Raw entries
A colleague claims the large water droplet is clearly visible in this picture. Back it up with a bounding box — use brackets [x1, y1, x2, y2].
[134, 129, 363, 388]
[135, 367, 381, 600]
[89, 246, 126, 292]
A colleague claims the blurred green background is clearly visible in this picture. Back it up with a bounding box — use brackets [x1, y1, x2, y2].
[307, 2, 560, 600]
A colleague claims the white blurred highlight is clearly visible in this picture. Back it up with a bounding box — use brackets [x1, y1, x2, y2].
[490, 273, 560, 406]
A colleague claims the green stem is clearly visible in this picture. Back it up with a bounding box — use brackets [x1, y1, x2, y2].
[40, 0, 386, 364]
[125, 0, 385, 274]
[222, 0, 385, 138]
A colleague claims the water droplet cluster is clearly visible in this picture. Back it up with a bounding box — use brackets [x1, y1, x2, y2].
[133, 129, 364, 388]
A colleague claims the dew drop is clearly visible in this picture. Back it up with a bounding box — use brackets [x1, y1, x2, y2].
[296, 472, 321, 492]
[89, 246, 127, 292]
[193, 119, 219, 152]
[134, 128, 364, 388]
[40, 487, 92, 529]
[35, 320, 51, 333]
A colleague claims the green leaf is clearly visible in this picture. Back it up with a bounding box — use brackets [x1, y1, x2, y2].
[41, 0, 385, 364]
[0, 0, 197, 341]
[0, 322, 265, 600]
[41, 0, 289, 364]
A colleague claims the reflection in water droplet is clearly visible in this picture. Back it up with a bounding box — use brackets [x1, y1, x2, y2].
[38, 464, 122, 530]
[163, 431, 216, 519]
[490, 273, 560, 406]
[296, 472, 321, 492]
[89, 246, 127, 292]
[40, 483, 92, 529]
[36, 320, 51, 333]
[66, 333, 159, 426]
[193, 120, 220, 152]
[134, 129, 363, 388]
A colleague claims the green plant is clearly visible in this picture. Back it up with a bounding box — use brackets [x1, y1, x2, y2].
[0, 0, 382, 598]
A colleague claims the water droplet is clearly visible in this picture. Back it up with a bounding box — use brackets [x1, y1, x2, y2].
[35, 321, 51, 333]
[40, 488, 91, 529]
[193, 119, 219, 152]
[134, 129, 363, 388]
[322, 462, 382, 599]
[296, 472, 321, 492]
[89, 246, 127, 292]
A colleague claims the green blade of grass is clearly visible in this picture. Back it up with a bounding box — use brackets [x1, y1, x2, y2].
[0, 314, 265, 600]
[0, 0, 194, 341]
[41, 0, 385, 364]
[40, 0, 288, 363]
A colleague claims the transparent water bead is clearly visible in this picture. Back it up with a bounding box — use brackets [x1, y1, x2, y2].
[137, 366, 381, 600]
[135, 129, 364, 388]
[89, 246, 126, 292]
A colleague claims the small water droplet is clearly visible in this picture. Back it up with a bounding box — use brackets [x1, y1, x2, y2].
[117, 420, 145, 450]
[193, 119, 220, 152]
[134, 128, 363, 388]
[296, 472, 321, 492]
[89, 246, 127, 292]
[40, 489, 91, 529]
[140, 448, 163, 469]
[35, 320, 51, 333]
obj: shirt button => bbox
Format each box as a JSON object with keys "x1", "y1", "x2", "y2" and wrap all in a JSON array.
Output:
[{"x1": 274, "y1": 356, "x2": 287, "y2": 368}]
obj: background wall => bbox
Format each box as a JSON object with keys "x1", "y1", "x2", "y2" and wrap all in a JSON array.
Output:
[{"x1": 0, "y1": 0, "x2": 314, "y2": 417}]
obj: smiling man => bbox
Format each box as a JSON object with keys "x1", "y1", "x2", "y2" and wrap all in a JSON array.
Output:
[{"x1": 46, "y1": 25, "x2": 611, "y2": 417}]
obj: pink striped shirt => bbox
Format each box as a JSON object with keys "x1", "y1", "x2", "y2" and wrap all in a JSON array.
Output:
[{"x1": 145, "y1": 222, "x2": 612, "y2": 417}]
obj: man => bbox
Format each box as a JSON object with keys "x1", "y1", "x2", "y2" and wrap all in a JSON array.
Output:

**WRITTEN REQUEST**.
Rewrite the lines of the entries above as a numbered list, beginning at the first line and ending at the line containing "[41, 0, 289, 364]". Leave out any blank lines.

**CORRECT ANSWER**.
1. A colleague claims the large water droplet is clearly visible in this picture. Back it up with a bounding box — use brackets [x1, y1, x2, y2].
2. [134, 129, 363, 388]
3. [135, 367, 381, 600]
4. [89, 246, 126, 292]
5. A colleague claims the blurred green background is clearly visible in this picture. Back it up with a bounding box — use brackets [x1, y1, x2, y2].
6. [307, 2, 560, 600]
7. A colleague claims the white blurred highlight is clearly visible in this picture. Back it up with a bounding box — use brackets [x1, y1, x2, y2].
8. [490, 273, 560, 406]
9. A colleague claims the green stem is clearly visible in this picture. Back it up with a bounding box — use brackets [x1, y1, x2, y2].
10. [40, 0, 386, 364]
11. [125, 0, 385, 274]
12. [222, 0, 385, 138]
13. A colleague claims the water droplet cluster is clearly visible in this picture. Back it up with a bounding box — use brackets [x1, y1, x2, y2].
14. [133, 129, 364, 388]
15. A colleague claims the dew drop is clearly visible in this picture. Back it up with a bounding box — use brackets [x1, y1, x2, y2].
16. [296, 472, 321, 492]
17. [89, 246, 127, 292]
18. [193, 119, 219, 152]
19. [134, 128, 364, 388]
20. [40, 487, 92, 529]
21. [35, 320, 51, 333]
22. A colleague claims the green leaf is clearly visible in this picture. Back it up with a bounding box — use brackets [x1, y1, x2, y2].
23. [41, 0, 385, 364]
24. [0, 0, 197, 341]
25. [0, 322, 265, 600]
26. [41, 0, 289, 364]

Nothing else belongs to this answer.